- Your task
Please pull out each line from the entries below that contains the word "shirt".

━━━━━━━━━━

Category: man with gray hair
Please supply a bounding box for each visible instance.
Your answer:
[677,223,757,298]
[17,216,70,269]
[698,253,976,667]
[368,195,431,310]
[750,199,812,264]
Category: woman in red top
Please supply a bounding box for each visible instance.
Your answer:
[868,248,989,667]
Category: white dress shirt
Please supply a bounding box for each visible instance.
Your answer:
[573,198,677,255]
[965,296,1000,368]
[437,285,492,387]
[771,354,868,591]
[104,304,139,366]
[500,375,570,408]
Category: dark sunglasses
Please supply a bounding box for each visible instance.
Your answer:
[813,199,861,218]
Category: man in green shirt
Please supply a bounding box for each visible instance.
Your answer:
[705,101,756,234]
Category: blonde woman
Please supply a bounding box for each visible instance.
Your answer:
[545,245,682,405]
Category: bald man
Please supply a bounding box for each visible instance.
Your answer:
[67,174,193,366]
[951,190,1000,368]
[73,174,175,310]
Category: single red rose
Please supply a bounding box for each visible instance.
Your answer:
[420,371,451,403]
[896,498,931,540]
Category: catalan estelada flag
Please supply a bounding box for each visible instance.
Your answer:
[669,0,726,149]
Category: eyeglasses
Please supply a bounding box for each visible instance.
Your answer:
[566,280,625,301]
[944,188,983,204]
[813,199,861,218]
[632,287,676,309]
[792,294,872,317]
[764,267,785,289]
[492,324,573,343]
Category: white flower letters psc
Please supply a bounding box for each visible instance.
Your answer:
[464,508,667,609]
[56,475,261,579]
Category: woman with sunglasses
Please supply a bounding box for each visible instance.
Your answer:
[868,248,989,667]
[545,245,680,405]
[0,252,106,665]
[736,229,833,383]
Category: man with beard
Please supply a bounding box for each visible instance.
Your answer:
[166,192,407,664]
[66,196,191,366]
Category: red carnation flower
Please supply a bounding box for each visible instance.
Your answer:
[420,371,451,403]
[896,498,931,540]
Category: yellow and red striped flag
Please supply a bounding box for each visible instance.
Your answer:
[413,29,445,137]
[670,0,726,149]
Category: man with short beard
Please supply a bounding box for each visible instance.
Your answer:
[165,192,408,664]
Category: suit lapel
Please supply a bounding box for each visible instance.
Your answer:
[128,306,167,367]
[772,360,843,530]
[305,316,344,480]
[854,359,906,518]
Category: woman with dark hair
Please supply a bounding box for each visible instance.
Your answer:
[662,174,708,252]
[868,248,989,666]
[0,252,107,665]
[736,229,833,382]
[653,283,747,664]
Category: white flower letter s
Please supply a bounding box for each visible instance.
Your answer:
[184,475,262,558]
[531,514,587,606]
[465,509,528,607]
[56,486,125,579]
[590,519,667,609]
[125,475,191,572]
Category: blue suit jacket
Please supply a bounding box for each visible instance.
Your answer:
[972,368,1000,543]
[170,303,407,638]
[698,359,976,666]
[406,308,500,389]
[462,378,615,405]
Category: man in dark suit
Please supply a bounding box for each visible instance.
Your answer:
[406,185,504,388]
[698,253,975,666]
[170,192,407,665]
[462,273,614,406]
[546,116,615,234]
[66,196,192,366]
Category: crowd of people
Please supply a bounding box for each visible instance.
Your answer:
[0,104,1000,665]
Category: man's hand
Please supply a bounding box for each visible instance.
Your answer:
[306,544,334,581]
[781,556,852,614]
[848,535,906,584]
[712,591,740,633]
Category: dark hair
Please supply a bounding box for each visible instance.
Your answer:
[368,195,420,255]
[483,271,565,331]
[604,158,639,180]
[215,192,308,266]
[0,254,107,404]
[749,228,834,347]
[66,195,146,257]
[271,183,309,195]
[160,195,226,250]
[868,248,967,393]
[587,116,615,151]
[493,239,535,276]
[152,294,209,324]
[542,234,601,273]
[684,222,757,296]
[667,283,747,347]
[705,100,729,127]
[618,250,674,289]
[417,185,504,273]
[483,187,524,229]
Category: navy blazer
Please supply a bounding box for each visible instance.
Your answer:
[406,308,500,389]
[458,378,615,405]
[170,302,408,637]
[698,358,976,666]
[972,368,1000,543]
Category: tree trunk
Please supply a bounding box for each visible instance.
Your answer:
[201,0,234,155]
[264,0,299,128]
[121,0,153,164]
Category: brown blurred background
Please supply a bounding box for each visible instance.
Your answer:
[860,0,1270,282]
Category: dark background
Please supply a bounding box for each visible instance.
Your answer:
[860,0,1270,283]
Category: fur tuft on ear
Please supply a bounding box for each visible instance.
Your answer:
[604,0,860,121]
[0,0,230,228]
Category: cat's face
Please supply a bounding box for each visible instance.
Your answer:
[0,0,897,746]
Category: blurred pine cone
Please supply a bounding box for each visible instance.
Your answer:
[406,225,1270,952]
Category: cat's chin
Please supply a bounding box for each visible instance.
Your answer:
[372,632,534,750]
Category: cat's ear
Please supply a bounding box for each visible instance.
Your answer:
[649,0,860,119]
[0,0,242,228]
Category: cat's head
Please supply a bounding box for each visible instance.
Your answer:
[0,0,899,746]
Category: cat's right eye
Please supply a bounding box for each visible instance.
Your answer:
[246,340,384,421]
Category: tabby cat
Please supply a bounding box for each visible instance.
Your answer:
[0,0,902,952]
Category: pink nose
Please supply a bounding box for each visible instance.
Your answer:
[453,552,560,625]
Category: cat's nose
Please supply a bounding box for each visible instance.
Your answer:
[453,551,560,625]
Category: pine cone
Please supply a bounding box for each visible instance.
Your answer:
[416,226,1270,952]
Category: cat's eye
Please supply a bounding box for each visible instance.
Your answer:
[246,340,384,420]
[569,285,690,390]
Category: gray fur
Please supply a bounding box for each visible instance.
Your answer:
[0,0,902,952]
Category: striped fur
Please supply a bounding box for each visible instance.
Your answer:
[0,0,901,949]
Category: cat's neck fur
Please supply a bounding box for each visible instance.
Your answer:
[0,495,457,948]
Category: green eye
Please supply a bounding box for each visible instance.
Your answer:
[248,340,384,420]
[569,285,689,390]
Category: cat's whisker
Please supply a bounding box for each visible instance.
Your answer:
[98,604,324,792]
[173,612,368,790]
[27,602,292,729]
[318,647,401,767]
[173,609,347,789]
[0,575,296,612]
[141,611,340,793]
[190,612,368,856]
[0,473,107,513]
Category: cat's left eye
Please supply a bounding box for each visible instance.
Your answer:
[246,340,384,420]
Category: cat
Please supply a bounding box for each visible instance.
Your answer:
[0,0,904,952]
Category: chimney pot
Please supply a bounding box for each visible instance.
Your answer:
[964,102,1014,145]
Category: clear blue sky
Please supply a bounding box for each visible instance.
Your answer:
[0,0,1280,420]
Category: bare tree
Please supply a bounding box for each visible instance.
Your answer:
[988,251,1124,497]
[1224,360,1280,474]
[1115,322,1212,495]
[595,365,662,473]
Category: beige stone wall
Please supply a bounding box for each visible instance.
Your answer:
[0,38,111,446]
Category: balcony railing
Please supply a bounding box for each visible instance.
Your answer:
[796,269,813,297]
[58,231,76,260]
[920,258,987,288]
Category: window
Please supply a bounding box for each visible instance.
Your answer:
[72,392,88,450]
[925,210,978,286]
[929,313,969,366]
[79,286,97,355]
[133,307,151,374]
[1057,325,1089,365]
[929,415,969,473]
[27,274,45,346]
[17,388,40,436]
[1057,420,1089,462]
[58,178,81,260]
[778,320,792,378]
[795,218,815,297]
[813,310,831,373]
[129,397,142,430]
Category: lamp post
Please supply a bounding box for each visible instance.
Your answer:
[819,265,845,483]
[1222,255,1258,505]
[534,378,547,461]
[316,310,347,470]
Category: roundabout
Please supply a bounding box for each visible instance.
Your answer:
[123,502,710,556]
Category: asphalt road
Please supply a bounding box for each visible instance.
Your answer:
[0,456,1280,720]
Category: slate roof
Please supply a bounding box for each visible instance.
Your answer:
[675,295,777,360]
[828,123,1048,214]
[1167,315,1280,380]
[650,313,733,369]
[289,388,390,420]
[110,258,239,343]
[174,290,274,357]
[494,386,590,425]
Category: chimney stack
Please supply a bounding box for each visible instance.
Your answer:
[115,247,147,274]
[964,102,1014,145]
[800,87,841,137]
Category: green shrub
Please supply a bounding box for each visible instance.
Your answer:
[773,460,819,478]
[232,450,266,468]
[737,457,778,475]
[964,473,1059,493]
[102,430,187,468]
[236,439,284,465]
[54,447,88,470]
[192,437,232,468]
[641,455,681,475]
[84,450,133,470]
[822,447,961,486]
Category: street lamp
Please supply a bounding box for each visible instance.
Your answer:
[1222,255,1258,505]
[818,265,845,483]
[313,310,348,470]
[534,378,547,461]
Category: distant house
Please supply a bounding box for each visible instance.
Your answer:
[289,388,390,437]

━━━━━━━━━━

- Completed task
Category: white dress shirt
Category: man in green shirt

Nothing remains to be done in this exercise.